Fragmento de página ::
--------------------------------------------------
18 abril, 2024

Luvianos: las ejecuciones olvidadas

Miguel Alvarado

Toluca, México; 12 de octubre de 2020.

-¡Qué vergas! -dice, y lo que dice resuena como un disparo, una cascada que no es de agua, al fin y al cabo el golpe metálico de una ráfaga. Entonces los autos se detienen y por fin a la autopista la envuelve el silencio.

Se trata de la pausa, de ese estar parado en medio, del paréntesis que tienen las cosas, como si la carretera y los autos, los gritos que provienen del tendajón se aplastaran contra un torrente. Sólo entonces los ruidos van creciendo hasta parecer lo que en verdad son.

Primero los vieron los morros, que estaban sentados mirando pasar los carros. Se reían y se empujaban desbocada, salvajemente para que eso pareciera un juego, a un lado del camino, afuera de la tienda. Lo anotaban todo para que no se les olvidara, y lo que era importante lo comunicaban por llamadas y mensajes. Uno podía verlos cómo escribían porque eran contrahechos y descuidados.

“Ban yegando lss paquetes ls kieren ya es tn aki”.
--------------------------------------------------
Ítems del conjunto ::
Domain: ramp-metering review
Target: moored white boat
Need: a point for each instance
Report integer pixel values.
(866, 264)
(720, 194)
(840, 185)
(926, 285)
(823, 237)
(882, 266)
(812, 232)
--------------------------------------------------
Ejercicio 1 ::
Reproduce tal cual el fragmento sobre Luvianos desde "Primero los vieron" hasta "contrahechos y descuidados.", ambos incluidos.
Ejercicio 2 ::
Según el fragmento sobre Luvianos, ¿por qué medios comunicaban los morros lo que era importante?
Resuelve todo a partir del fragmento, sin recurrir a otras fuentes.

Respuesta 1 ::
Primero los vieron los morros, que estaban sentados mirando pasar los carros. Se reían y se empujaban desbocada, salvajemente para que eso pareciera un juego, a un lado del camino, afuera de la tienda. Lo anotaban todo para que no se les olvidara, y lo que era importante lo comunicaban por llamadas y mensajes. Uno podía verlos cómo escribían porque eran contrahechos y descuidados.

Respuesta 2 ::
Por llamadas y mensajes.